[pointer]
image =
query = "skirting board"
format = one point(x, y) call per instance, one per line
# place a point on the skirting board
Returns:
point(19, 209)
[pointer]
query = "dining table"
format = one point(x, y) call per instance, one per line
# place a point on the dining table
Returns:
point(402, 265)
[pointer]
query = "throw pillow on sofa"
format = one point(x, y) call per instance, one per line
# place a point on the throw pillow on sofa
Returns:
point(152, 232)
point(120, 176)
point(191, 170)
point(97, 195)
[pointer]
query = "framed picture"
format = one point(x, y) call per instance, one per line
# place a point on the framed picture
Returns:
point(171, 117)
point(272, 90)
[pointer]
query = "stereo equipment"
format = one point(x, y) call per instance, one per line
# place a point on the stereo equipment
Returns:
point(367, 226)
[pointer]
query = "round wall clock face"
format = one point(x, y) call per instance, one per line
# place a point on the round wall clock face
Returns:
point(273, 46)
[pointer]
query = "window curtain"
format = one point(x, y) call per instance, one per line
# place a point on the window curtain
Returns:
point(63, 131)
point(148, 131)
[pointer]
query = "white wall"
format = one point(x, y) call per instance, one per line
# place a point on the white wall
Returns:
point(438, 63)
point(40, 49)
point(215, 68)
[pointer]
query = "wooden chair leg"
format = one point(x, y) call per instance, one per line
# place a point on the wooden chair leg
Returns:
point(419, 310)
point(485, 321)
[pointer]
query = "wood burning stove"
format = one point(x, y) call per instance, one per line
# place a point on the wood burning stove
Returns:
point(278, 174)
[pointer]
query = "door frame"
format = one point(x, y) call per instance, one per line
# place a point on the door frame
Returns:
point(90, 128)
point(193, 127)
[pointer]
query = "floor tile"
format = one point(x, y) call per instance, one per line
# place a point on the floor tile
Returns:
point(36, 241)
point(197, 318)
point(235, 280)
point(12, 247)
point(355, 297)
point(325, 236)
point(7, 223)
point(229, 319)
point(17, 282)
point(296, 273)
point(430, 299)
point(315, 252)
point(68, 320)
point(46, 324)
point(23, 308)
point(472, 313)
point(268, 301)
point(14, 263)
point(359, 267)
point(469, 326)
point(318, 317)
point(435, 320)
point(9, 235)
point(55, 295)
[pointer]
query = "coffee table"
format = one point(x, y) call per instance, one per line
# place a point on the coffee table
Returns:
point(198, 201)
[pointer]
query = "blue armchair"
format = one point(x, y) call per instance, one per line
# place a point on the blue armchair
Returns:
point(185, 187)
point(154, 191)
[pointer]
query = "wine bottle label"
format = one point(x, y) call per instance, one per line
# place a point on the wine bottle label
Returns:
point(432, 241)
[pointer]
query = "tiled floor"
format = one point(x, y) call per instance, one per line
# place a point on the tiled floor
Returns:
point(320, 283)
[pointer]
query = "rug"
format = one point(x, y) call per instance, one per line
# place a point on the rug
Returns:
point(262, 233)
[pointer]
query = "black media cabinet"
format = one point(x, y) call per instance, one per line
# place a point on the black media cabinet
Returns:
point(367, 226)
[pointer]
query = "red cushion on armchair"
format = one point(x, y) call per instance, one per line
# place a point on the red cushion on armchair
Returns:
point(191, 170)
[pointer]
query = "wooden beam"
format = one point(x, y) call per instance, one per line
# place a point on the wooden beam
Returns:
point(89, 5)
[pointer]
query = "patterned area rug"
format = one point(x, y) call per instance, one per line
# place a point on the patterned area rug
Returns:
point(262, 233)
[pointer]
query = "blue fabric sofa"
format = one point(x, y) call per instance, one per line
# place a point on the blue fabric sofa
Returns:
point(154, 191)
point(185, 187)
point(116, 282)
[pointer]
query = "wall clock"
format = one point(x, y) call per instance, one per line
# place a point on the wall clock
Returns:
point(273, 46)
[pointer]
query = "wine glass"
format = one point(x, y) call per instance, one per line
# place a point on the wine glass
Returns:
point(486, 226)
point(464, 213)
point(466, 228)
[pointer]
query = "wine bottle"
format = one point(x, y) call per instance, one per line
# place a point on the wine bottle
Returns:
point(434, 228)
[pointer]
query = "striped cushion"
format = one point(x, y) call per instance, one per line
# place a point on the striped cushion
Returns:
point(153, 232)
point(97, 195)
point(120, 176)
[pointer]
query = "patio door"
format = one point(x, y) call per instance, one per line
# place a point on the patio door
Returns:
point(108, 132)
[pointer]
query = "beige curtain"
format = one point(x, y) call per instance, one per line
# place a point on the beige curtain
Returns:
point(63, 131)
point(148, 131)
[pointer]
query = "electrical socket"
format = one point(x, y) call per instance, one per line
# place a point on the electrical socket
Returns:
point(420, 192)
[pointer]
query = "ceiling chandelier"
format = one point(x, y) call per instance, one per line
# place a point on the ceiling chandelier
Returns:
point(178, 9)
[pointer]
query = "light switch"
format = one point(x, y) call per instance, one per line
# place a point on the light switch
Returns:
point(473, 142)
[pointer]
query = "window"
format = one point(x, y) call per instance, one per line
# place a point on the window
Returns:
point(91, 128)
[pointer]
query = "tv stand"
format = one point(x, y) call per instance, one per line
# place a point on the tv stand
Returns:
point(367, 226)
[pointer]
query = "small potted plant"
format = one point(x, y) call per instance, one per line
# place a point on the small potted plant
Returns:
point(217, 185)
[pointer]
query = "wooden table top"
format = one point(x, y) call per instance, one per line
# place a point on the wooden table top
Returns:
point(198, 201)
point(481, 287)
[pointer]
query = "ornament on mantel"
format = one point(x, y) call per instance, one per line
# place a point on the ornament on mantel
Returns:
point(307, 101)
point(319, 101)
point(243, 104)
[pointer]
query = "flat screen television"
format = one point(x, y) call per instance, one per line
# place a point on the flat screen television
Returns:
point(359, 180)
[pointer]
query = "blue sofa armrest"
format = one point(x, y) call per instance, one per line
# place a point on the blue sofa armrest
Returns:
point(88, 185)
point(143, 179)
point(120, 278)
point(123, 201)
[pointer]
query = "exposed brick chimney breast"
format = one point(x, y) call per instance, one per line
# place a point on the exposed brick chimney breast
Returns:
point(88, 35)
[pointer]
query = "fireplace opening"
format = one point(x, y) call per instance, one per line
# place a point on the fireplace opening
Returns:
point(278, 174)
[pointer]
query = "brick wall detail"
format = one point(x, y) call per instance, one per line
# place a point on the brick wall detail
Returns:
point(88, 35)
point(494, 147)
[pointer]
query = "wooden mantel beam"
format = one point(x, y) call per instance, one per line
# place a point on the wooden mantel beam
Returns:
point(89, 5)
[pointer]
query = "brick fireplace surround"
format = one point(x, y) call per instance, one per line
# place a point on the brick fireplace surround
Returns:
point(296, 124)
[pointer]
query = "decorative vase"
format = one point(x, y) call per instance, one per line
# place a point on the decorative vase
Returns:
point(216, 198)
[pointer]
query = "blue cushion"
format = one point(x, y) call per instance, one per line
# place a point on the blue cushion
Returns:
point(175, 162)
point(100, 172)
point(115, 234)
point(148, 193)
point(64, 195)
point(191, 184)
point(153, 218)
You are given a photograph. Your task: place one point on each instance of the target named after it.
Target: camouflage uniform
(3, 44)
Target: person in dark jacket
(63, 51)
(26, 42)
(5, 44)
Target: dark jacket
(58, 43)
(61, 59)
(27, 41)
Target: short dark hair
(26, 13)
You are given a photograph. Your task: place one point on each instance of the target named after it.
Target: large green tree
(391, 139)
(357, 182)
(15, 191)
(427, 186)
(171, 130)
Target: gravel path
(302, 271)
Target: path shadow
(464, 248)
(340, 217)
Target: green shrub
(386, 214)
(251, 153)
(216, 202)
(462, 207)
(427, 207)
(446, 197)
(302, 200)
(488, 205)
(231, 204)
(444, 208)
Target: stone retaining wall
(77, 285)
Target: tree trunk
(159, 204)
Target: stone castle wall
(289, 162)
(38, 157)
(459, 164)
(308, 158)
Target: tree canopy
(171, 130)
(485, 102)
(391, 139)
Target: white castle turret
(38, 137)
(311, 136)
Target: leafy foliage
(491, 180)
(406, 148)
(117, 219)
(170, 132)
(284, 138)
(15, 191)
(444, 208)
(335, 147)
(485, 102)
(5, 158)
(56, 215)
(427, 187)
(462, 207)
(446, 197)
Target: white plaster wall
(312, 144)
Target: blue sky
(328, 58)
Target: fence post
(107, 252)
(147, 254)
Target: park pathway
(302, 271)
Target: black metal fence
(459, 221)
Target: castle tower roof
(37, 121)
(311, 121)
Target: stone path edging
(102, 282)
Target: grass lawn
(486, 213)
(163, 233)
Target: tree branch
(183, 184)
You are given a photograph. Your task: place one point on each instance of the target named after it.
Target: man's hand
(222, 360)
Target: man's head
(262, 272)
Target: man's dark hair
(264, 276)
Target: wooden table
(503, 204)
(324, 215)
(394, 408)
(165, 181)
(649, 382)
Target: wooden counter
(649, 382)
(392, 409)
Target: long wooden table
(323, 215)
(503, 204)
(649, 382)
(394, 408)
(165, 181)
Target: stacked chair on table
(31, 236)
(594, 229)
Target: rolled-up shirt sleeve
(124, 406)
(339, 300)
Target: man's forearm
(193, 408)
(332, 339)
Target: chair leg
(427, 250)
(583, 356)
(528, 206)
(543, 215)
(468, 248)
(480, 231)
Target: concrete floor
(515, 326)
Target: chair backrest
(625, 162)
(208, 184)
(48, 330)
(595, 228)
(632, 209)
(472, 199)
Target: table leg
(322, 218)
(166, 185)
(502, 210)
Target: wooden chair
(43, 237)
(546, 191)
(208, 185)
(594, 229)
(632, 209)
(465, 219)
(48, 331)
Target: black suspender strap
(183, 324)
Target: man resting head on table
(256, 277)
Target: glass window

::::::::::

### Try it
When you reach the line that contains "# place a point on the floor tile", stop; that line and every line before it, from the very first line of the data, should be restated word for word.

### Response area
[pointer]
image =
query = "skirting board"
format = one point(x, y) call per instance, one per line
# place a point on the skirting board
Returns:
point(19, 209)
[pointer]
query = "dining table"
format = one point(x, y) call per instance, one per line
# place a point on the dining table
Returns:
point(402, 265)
[pointer]
query = "throw pillow on sofa"
format = one point(x, y) call per instance, one per line
# place a point on the throw pillow on sofa
Returns:
point(152, 232)
point(120, 176)
point(191, 170)
point(97, 195)
[pointer]
query = "framed picture"
format = one point(x, y) call per instance, one per line
# place a point on the framed picture
Returns:
point(171, 117)
point(272, 90)
[pointer]
query = "stereo equipment"
format = one point(x, y) call per instance, one per line
# place a point on the stereo equipment
Returns:
point(367, 226)
[pointer]
query = "round wall clock face"
format = one point(x, y) call per instance, one per line
# place a point on the round wall clock face
Returns:
point(273, 46)
[pointer]
query = "window curtain"
format = one point(x, y) call per instance, one per line
# place a point on the window curtain
Returns:
point(63, 131)
point(148, 131)
[pointer]
query = "white wall"
format = one point(x, y) call per instance, one per line
# place a point on the white wall
Returns:
point(438, 63)
point(40, 49)
point(215, 68)
[pointer]
query = "wooden chair leg"
format = one point(x, y) call per instance, one per line
# place a point on the wooden chair leg
Returns:
point(419, 310)
point(485, 321)
[pointer]
query = "wood burning stove"
format = one point(x, y) call per instance, one per line
# place a point on the wood burning stove
Returns:
point(278, 174)
[pointer]
query = "door frame"
format = one point(x, y) call per instance, one per line
# place a point on the door frame
Returns:
point(90, 128)
point(193, 127)
[pointer]
query = "floor tile"
format = one point(x, y) call per instance, one per line
# place a point on the floor tile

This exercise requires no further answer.